— begin STORED ROWS —
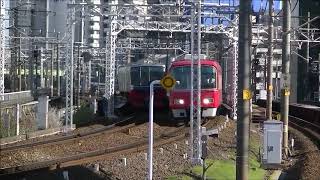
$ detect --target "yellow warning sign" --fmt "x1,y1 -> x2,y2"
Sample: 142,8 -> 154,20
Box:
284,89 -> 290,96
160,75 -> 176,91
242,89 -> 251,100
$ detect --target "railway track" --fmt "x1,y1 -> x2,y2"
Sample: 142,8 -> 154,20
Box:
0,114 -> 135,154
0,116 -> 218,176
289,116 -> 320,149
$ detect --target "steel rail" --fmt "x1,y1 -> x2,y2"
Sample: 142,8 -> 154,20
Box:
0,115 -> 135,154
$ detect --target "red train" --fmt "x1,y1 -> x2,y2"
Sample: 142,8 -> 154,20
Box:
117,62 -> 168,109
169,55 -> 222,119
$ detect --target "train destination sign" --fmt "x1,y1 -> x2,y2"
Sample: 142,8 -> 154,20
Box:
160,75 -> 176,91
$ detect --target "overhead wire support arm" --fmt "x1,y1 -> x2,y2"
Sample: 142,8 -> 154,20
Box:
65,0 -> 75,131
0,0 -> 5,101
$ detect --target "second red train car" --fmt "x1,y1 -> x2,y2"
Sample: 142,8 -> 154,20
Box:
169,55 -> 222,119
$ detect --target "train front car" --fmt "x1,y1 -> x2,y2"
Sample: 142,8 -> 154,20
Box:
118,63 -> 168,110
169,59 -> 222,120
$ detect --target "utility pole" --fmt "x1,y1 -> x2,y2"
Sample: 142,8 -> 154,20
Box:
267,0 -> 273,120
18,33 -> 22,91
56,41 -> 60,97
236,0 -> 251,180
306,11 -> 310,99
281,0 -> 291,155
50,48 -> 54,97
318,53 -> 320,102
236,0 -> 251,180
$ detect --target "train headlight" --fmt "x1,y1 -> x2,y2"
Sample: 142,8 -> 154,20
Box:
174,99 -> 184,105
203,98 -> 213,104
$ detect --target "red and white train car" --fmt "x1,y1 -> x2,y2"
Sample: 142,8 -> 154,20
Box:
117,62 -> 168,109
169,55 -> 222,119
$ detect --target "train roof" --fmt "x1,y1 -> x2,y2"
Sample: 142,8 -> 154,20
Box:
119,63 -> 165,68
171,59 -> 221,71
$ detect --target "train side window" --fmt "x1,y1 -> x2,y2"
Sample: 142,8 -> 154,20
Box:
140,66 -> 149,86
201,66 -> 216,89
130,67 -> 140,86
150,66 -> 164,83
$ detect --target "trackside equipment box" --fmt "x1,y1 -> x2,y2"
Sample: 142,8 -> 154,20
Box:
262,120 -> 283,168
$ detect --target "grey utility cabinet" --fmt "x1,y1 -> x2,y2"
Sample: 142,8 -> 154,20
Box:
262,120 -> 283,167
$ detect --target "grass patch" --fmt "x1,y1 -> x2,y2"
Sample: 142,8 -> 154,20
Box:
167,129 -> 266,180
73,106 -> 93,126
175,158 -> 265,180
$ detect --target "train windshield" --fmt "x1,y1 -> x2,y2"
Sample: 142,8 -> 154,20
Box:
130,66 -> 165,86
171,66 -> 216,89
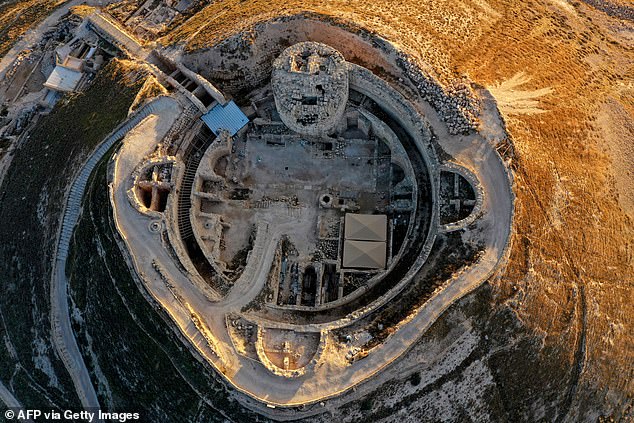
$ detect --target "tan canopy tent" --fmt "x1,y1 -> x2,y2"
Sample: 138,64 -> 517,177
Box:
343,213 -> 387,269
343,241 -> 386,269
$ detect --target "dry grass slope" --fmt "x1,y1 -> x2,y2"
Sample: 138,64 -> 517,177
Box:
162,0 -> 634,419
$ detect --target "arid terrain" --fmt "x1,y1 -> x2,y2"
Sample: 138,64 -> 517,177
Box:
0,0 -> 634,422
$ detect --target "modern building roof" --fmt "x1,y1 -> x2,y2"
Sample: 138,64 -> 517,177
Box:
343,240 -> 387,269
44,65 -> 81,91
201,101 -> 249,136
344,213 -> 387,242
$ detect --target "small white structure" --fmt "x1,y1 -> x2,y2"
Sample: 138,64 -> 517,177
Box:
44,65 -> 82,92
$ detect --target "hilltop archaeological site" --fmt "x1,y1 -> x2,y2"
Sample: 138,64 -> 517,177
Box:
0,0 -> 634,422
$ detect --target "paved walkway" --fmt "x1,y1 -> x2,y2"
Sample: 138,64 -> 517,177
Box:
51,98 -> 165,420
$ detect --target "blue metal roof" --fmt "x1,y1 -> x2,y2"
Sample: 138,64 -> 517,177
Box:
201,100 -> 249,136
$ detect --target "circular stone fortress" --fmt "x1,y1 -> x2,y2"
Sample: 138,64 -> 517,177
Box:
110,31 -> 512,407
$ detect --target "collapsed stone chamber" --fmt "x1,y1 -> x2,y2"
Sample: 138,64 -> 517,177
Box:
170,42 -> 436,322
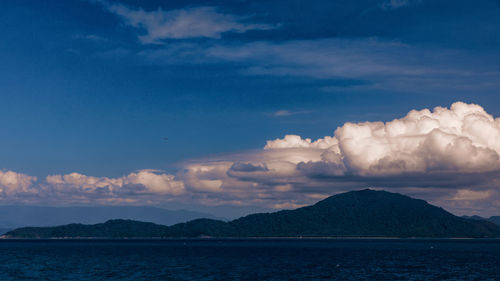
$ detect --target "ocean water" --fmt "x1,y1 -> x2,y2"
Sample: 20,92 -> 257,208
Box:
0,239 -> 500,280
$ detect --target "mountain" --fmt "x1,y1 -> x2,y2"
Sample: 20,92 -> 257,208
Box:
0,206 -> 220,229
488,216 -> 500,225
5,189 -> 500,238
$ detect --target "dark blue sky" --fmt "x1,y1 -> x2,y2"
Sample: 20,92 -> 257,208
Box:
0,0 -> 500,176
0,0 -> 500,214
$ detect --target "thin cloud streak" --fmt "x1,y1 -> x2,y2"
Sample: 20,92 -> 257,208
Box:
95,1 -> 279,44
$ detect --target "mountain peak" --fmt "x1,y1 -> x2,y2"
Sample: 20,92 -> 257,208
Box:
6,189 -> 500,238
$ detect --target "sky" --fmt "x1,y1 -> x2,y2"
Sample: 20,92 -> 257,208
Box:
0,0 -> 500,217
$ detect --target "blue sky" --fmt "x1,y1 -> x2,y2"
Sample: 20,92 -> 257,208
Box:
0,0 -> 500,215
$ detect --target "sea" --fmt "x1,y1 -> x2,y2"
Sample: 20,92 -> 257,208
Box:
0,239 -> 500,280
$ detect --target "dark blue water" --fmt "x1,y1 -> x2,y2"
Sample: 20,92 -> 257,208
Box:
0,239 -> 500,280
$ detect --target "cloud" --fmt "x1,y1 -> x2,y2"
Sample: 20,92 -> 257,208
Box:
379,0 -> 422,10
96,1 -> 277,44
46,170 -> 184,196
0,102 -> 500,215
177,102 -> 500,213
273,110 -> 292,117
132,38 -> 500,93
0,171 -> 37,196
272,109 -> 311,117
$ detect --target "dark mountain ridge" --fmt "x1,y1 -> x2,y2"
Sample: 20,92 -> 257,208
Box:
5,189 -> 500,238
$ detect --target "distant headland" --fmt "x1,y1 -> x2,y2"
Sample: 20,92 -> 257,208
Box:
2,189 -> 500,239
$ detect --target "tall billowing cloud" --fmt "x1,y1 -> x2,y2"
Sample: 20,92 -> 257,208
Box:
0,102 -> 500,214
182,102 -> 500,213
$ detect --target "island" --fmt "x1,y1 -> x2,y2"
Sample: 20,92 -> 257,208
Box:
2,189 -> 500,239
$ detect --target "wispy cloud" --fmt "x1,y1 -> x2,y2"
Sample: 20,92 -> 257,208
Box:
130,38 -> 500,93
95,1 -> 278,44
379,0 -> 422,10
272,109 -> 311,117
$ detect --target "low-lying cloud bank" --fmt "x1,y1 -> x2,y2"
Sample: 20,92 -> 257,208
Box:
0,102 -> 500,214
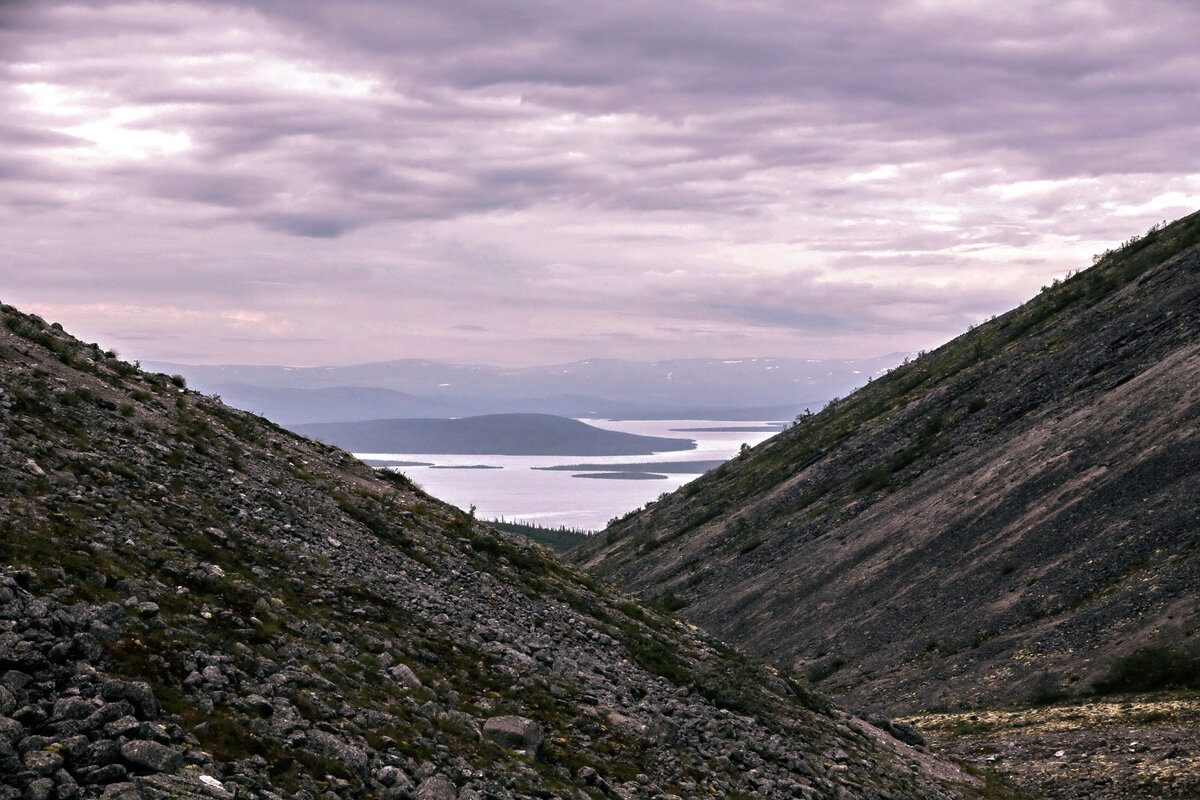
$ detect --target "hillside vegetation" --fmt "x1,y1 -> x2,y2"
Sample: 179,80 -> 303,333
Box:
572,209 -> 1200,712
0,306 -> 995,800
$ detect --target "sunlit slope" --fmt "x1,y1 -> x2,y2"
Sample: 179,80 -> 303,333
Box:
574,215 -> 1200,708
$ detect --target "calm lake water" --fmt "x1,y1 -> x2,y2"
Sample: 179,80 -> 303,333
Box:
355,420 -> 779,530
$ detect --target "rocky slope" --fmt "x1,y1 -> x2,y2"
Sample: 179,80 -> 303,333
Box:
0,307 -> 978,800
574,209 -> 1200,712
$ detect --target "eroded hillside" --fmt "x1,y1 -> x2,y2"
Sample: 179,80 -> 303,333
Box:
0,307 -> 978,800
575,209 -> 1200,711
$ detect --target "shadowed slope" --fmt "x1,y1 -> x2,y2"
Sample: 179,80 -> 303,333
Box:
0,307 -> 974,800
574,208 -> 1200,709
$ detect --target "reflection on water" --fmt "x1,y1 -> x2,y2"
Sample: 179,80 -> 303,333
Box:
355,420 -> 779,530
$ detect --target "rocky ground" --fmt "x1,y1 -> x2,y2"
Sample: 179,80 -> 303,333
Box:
— end STORED ROWS —
▶ [EXERCISE DIRECTIONS]: Copy out the rows word for word, from their start through the line containing "242,89 -> 251,100", and leave the pictures out.

▶ [EXERCISE SOLUTION]:
$ detect --target "yellow warning sign" --fmt "x1,y1 -> x2,y2"
Sample: 142,8 -> 154,20
Box:
284,89 -> 290,96
160,75 -> 176,91
242,89 -> 251,100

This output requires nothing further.